音の向こうに風景が広がるような
Title:熱のあとに Original Soundtrack
Musician:岡田拓郎
バンド「森は生きている」の活動が大きな注目をあつめ、同バンド解散後も、ソロとしてリリースされたアルバムがいずれも高い評価を獲得。現在、もっとも注目をあつめているソングライターの一人ともいうべき岡田拓郎。非常に高い評価を受けた前作「Betsu No Jikan」から約2年を経てリリースされた新作は、山本英監督による映画「熱のあとに」のオリジナルサウンドトラック。全6曲入り30分強の内容になっていますが、内容的には劇伴音楽にとどまらない、岡田拓郎の魅力を感じさせる新作となっていました。
アルバムの1曲目はまず、タイトルチューンとも言える「After the Fever(Theme)」からスタート。ジャジーなドラムのリズムをバックに、ピアノとサックスで聴かせてくれるメロディーラインは優しくメランコリックながらも、どこか独特のフレーズを感じさせ、耳が惹きつけられます。
「Lake」はタイトル通り、湖のほとりで静かにたたずむ姿を彷彿とさせる、こちらは劇伴音楽らしい静かな楽曲。ただ、時折入るシンセの音色が美しく、静寂感が強い印象にの折る作品に。「Planetarium」も静かなピアノとサックスのメロディーが美しい楽曲。「プラネタリウム」というタイトルの通り、満天の星空の下で奏でられる音楽のよう。「Tunnel」もピアノとジャジーなサックスも美しい、メランコリックに聴かせるナンバー。メロディアスなサックスのフレーズが心地よく流れています。

------------------------------------

必須課題:
A. 上の本文について、次の問いに答えてください。
(i) 新作は、どの監督によるどの映画のオリジナルサウンドトラックですか？
(ii) アルバムの1曲目は何という曲ですか？
(iii) 「Planetarium」で美しいとされているのは、どの楽器のメロディーですか？
B. 記録のうち、「Task: Where can the beige」を含む行から「x=421, y=338」を含む行までを、両端の行も含めて一字一句そのまま書き写してください。

------------------------------------

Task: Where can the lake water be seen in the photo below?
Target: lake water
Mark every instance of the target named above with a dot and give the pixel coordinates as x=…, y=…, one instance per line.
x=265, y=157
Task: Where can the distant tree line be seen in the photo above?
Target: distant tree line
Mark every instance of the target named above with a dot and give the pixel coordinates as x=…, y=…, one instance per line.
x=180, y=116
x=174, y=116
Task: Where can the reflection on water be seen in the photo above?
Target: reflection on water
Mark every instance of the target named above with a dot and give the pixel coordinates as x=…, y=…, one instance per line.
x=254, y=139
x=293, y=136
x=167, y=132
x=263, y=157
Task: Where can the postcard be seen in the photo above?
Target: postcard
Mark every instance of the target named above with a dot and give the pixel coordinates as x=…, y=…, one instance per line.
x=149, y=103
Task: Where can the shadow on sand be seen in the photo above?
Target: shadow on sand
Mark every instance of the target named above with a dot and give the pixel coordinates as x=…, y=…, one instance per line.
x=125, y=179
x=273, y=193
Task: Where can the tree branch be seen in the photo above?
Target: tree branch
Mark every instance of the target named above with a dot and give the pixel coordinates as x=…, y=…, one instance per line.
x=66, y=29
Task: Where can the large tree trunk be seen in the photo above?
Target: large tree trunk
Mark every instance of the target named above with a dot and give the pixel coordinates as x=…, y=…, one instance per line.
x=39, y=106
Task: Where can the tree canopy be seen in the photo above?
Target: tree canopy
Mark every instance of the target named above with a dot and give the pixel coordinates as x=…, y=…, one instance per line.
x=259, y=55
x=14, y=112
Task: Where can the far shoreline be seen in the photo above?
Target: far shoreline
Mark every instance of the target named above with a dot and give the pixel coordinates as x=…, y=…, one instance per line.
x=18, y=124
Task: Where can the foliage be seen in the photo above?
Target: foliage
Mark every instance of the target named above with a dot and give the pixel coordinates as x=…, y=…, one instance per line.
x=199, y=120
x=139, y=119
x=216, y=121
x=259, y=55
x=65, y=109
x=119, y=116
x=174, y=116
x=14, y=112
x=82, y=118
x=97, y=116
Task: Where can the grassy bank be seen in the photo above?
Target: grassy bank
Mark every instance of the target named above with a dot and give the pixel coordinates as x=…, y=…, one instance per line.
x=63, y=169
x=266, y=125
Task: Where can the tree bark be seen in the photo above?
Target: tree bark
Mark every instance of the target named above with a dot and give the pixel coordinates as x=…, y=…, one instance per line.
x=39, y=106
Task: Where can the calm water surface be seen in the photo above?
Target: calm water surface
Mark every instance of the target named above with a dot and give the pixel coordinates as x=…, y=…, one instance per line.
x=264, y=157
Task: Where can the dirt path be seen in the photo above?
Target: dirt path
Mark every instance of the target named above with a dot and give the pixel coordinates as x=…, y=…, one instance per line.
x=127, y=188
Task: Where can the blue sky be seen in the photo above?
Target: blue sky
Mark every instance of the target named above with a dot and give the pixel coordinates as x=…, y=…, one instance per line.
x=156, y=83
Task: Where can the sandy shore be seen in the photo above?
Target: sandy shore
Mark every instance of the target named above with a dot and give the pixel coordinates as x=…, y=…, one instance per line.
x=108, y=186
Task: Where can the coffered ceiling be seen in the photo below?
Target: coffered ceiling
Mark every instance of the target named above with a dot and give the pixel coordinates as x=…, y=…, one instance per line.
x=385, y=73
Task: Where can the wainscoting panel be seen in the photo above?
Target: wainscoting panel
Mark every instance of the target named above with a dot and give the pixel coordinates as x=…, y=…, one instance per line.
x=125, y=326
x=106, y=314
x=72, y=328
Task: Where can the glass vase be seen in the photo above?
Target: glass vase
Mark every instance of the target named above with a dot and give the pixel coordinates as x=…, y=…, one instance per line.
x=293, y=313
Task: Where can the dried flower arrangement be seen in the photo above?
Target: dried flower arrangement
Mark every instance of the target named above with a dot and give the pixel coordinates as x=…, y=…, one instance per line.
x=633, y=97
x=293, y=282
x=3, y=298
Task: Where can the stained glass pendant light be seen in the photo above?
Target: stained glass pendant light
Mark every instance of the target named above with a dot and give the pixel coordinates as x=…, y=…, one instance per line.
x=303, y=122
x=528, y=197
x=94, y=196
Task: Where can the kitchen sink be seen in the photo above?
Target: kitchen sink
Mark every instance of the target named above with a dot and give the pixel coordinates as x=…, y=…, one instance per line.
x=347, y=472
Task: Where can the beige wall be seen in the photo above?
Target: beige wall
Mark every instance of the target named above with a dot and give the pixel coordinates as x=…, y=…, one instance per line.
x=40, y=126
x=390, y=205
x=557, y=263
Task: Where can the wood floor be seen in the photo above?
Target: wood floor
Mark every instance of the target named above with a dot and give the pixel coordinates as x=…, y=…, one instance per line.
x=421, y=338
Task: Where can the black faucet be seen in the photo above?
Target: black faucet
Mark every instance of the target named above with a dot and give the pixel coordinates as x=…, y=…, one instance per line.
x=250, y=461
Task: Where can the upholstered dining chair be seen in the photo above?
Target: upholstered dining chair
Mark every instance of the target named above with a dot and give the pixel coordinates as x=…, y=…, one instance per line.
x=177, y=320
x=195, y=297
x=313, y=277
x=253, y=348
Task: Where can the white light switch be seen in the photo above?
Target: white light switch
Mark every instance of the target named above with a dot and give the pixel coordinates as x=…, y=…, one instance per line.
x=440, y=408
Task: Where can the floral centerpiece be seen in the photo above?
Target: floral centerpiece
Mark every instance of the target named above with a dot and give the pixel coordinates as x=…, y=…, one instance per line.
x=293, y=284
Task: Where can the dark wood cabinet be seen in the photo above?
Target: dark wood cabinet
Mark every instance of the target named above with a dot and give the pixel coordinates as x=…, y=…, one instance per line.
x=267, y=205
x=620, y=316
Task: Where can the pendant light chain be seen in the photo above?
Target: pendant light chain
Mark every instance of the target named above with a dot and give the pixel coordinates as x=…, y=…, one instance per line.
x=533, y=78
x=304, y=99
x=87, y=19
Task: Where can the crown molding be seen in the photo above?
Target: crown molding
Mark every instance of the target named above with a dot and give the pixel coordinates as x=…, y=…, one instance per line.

------------------------------------

最終結果:
A.
(i) 山本英監督による映画「熱のあとに」
(ii) 「After the Fever(Theme)」
(iii) 静かなピアノとサックス

B.
Task: Where can the beige wall be seen in the photo above?
Target: beige wall
Mark every instance of the target named above with a dot and give the pixel coordinates as x=…, y=…, one instance per line.
x=40, y=126
x=390, y=205
x=557, y=263
Task: Where can the wood floor be seen in the photo above?
Target: wood floor
Mark every instance of the target named above with a dot and give the pixel coordinates as x=…, y=…, one instance per line.
x=421, y=338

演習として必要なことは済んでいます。